» Instructions for the task
Both the line containing "of the madonna" and the last line of the listing are included: write out exactly the lines from one to the other.

[Coordinate annotation records]

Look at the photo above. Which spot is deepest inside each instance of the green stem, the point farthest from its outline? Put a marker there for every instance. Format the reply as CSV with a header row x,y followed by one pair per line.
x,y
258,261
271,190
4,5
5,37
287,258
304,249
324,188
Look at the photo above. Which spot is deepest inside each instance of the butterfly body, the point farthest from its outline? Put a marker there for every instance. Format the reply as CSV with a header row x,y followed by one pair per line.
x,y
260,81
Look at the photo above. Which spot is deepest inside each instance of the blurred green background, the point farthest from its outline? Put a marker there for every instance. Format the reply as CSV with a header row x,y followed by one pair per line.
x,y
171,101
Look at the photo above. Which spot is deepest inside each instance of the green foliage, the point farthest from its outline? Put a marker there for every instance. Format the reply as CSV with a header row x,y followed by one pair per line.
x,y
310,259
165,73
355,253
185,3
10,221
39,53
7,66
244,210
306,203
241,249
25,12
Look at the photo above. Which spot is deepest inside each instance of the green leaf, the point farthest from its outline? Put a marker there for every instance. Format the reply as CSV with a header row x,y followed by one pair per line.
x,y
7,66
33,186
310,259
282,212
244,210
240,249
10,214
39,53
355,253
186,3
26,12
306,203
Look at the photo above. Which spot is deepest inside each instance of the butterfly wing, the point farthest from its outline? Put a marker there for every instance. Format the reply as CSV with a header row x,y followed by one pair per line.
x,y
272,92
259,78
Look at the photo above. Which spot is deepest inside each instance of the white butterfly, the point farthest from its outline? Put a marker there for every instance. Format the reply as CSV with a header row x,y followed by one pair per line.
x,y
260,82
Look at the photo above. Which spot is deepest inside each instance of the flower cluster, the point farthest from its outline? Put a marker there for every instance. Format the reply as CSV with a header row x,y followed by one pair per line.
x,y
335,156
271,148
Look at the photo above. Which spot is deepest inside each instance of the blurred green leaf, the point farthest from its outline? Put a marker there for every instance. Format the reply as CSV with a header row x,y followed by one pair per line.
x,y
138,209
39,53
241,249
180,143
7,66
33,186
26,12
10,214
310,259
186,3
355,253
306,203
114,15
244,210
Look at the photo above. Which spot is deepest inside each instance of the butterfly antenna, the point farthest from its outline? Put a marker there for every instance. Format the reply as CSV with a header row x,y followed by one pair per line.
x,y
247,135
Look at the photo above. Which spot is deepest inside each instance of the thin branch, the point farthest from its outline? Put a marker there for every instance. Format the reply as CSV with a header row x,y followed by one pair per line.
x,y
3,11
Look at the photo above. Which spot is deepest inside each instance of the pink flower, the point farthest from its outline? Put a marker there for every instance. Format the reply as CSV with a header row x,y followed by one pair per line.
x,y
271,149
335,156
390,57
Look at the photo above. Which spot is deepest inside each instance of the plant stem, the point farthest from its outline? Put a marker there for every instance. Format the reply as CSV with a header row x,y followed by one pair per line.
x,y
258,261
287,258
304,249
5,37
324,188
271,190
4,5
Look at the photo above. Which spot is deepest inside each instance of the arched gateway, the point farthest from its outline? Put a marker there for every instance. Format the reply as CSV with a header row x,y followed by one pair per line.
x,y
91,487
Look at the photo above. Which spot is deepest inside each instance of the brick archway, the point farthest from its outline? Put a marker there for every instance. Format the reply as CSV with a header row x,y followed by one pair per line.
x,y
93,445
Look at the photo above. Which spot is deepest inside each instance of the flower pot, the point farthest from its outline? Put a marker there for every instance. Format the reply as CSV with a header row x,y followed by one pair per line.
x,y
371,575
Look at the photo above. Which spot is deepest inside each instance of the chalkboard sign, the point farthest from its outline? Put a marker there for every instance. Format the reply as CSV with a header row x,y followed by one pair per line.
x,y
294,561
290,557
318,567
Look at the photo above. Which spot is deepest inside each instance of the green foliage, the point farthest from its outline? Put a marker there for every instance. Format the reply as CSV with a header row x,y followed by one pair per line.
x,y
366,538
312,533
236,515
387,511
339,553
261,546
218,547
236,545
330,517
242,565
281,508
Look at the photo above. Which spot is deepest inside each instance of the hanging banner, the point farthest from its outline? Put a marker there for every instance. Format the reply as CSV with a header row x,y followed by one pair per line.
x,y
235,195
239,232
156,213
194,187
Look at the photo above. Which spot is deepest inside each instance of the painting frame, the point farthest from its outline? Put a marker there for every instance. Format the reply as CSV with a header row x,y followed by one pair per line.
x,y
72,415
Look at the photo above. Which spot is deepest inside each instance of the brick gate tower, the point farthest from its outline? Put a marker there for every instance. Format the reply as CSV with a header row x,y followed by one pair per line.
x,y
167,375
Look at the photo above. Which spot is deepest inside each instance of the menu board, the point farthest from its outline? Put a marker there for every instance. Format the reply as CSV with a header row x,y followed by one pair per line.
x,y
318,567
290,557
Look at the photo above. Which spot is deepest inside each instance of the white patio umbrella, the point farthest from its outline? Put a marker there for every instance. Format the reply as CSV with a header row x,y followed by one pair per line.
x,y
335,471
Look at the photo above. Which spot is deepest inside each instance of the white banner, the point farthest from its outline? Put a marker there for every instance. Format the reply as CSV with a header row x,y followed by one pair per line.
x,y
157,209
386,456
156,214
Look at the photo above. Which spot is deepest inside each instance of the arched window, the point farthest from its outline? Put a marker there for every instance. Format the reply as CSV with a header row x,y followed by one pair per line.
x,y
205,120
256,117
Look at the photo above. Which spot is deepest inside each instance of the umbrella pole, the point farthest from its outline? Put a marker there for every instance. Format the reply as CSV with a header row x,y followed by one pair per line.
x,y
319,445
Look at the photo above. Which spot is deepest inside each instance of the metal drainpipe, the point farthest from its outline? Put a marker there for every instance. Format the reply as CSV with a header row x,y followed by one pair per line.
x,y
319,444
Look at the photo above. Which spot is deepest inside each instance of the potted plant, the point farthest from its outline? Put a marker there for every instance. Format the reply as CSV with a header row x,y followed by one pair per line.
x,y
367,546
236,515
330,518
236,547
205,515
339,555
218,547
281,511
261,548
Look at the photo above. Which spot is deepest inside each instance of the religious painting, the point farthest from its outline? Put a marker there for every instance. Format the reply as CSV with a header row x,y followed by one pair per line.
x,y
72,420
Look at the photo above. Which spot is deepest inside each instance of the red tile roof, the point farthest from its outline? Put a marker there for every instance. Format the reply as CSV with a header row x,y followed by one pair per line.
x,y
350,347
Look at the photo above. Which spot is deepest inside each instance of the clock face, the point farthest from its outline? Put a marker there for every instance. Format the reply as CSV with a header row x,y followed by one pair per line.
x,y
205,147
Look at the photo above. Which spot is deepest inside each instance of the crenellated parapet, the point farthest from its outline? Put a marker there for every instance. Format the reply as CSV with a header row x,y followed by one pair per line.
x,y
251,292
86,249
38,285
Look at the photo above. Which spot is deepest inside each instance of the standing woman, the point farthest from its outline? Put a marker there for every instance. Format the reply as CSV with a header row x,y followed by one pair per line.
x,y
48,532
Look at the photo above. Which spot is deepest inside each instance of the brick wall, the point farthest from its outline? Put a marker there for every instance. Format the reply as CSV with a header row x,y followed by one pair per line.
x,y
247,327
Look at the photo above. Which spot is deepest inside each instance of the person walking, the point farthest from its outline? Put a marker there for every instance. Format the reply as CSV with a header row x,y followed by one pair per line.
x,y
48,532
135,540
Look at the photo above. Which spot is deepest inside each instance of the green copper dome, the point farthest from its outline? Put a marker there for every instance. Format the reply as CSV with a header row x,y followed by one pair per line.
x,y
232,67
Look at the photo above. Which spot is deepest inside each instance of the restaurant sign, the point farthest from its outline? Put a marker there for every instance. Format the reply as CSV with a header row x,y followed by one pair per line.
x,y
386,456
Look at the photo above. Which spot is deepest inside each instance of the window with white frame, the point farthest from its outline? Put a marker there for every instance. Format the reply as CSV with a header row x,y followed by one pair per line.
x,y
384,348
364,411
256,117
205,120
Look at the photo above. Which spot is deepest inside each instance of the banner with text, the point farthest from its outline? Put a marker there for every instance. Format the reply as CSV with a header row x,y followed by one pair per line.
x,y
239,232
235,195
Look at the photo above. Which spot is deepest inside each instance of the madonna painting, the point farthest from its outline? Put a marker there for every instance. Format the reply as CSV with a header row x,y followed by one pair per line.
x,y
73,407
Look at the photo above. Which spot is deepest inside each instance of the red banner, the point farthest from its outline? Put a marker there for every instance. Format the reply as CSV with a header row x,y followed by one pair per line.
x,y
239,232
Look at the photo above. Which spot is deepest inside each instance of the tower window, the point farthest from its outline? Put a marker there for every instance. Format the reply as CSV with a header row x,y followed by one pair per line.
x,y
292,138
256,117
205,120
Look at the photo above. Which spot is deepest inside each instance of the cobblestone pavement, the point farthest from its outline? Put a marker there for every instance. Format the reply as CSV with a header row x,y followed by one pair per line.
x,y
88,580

» Full answer
Look at the photo above. Which spot is deepest inside each instance of the madonna painting, the point farthest from its outline? Put a marker there for every instance. Format the reply as CSV with a header row x,y followed by one pair per line.
x,y
73,407
Look at the photo above. Which spot is deepest inside each instance of the red banner, the point farthest from its outline? Put a marker there for every instance. Format the reply as CSV with a header row x,y followed by one pair per line.
x,y
239,232
Look at the photo above. Which spot is deepest inside each instance of the tower window, the point farthest from its outline? Put a marker there for every instance. Format the reply as CSV with a header row x,y followed by one pair per line.
x,y
292,138
256,117
205,120
Look at the photo above. Which spot is deepest inside each instance of the cobblestone pavement, the point farthest from its outline? Put a marker there for every instance. Format the reply as CSV with a header row x,y followed by one pair per line.
x,y
88,580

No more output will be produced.